_Listed entries:_
****

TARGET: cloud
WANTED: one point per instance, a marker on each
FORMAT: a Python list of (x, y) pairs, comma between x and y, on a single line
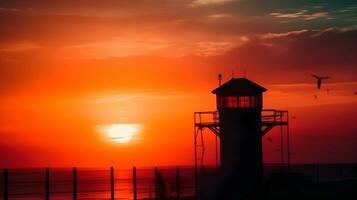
[(117, 48), (286, 34), (303, 14), (19, 46), (213, 48), (207, 2)]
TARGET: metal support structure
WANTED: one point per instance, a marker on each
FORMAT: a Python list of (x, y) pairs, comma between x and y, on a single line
[(288, 138), (74, 183), (6, 186), (47, 174), (178, 182), (210, 120), (281, 147), (134, 183), (156, 183), (112, 183)]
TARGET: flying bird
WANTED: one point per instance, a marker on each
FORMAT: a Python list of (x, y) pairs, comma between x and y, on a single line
[(319, 79)]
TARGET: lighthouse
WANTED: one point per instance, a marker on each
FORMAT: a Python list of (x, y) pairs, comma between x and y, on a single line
[(239, 124), (239, 104)]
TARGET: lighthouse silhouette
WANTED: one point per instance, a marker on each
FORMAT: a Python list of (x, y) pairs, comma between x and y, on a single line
[(239, 107), (239, 103)]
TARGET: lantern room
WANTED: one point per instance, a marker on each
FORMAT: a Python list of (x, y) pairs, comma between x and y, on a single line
[(239, 93)]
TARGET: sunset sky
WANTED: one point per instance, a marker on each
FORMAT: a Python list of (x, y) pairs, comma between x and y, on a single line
[(71, 69)]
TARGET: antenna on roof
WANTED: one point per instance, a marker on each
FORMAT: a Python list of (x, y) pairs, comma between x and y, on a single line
[(219, 79)]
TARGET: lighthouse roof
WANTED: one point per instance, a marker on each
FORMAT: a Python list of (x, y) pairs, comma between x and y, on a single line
[(239, 87)]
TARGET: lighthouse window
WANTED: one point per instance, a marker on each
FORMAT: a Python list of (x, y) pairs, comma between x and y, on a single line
[(220, 101), (231, 102), (244, 102)]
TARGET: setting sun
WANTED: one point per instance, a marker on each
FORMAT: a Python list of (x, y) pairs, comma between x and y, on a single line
[(120, 133)]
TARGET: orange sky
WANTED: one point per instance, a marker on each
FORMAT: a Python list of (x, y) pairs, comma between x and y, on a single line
[(67, 68)]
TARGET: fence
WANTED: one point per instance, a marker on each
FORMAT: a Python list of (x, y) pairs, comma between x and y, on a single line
[(143, 183)]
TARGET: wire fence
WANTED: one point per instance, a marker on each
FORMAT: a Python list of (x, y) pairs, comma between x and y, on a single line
[(141, 183)]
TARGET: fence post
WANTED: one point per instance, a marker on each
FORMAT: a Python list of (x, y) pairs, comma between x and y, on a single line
[(134, 183), (6, 182), (156, 184), (47, 172), (178, 182), (74, 183), (112, 183)]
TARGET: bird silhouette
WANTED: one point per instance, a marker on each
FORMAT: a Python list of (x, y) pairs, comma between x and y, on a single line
[(319, 79)]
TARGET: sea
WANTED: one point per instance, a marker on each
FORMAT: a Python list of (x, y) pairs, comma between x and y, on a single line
[(95, 183)]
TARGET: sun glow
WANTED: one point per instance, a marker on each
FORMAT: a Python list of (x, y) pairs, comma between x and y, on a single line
[(120, 133)]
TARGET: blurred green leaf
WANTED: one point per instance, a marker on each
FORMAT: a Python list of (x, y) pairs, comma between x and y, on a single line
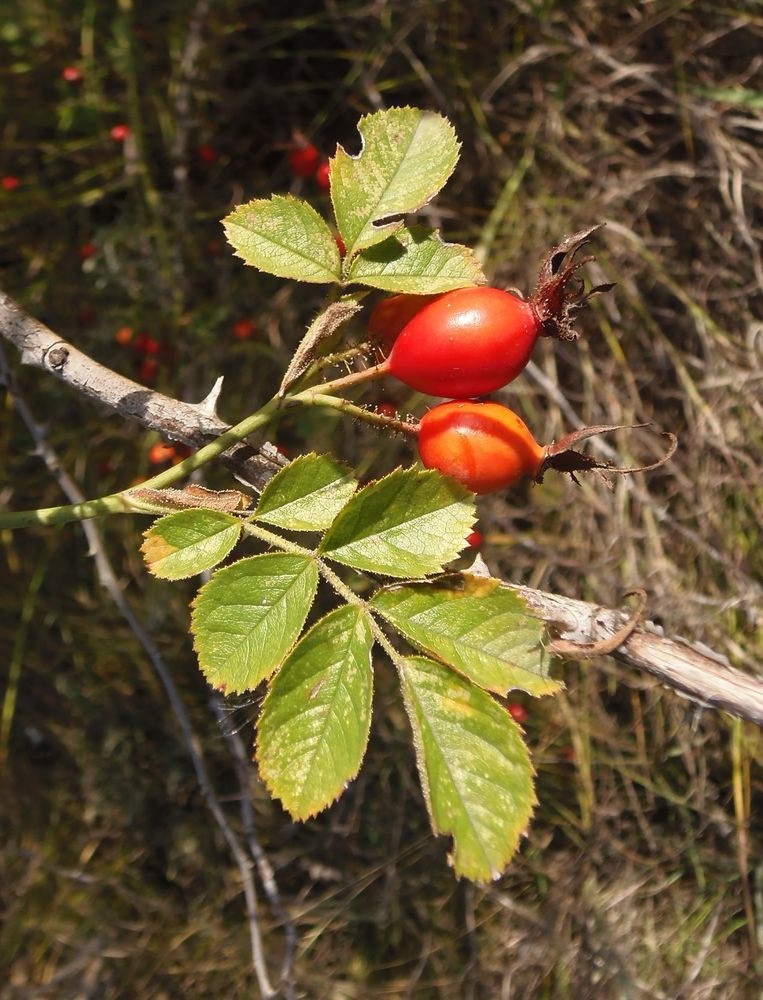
[(406, 157), (476, 626), (285, 236), (188, 542), (474, 767), (315, 720), (416, 260), (307, 494), (410, 523), (246, 619)]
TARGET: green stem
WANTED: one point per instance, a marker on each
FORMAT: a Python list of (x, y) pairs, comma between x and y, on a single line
[(314, 398), (333, 579), (123, 503)]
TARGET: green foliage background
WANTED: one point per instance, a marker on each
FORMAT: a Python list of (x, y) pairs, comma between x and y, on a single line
[(641, 874)]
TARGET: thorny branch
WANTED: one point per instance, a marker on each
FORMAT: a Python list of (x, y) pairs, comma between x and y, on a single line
[(194, 424), (580, 628), (243, 858)]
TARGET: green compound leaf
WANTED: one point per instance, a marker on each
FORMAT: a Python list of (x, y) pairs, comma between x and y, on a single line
[(188, 542), (474, 767), (416, 260), (246, 619), (410, 523), (315, 720), (476, 626), (406, 157), (284, 236), (307, 494)]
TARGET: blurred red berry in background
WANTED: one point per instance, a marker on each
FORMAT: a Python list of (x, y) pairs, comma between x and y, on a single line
[(244, 329), (206, 153), (119, 132)]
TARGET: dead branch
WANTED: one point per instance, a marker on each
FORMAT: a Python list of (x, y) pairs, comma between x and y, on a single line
[(695, 672), (579, 628)]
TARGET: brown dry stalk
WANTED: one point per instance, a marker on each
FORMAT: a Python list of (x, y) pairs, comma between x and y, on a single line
[(697, 673)]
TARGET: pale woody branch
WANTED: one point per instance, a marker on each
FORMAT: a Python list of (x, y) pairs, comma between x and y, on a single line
[(194, 424), (693, 671), (698, 674)]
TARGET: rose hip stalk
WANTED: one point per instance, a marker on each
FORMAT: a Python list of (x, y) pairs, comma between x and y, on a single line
[(474, 340), (486, 447)]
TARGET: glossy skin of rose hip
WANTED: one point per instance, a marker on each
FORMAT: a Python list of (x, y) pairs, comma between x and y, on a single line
[(465, 343), (485, 446)]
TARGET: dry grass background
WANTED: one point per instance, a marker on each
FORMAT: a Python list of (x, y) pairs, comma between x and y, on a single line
[(641, 875)]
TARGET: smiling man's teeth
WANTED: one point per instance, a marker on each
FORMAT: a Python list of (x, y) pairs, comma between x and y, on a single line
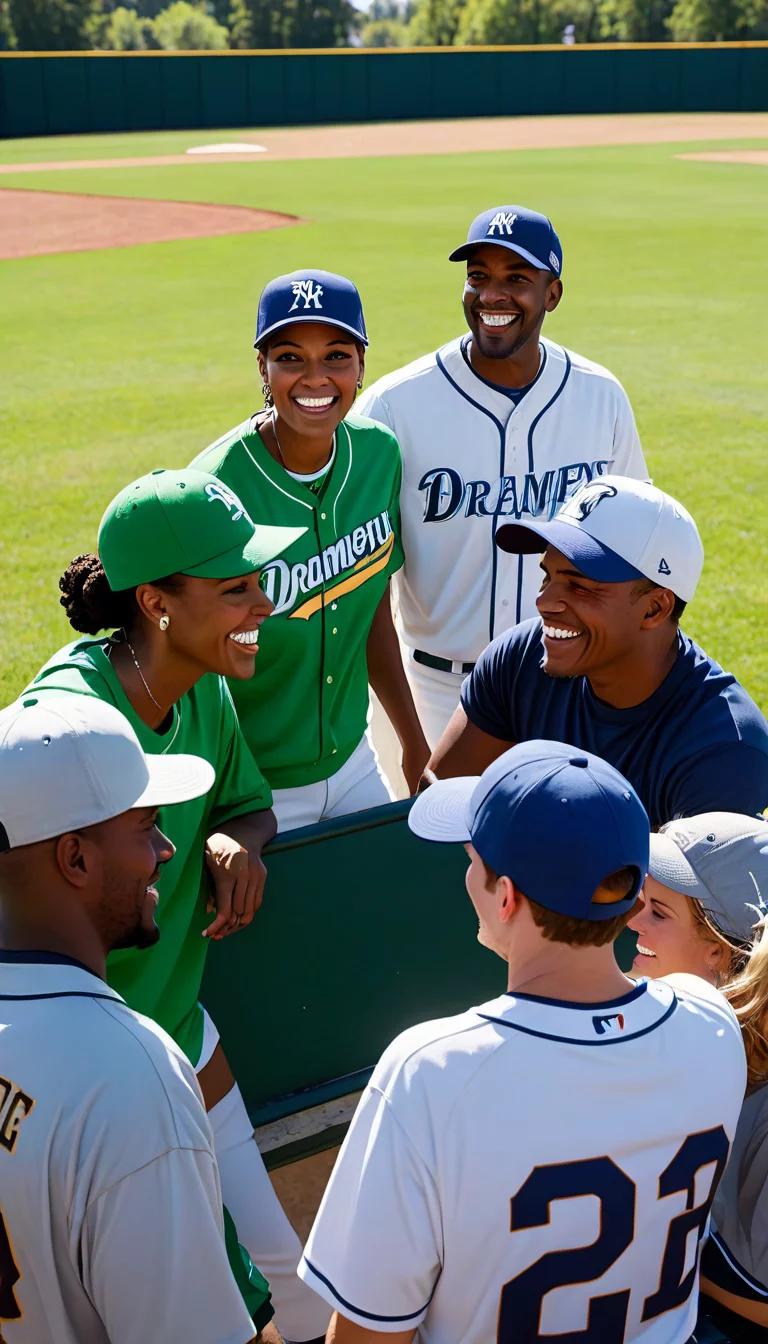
[(556, 632)]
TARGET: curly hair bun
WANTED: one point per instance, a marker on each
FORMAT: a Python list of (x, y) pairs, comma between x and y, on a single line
[(88, 598)]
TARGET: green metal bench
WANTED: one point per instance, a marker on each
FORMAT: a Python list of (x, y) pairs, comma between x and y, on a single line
[(363, 932)]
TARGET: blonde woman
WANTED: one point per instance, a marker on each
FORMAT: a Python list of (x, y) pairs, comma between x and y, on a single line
[(705, 913)]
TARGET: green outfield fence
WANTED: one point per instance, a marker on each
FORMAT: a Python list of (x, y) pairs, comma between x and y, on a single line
[(70, 93)]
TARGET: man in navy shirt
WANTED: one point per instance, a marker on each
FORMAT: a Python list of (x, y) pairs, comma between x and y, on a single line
[(605, 665)]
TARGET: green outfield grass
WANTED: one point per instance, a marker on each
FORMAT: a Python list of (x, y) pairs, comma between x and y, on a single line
[(120, 360)]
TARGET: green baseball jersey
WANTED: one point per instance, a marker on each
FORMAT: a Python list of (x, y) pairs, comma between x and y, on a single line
[(305, 708), (163, 981)]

****

_Instructions to follow:_
Scale the data from the very beginning through the line containing "48), (207, 2)]": reproduce every line in that span in full, but multiply each x and y coordinate in the bracketed point lists by 1.95 and round to whole numbers, with halves rounding up. Omit the pictures from your output.

_Response below:_
TARGET: cloud
WANTED: one point per instance, a marker on each
FORMAT: a Python list of (x, y) pairs, comma between x and y, on a single line
[(228, 94), (558, 66), (591, 27), (37, 90), (415, 94), (404, 4)]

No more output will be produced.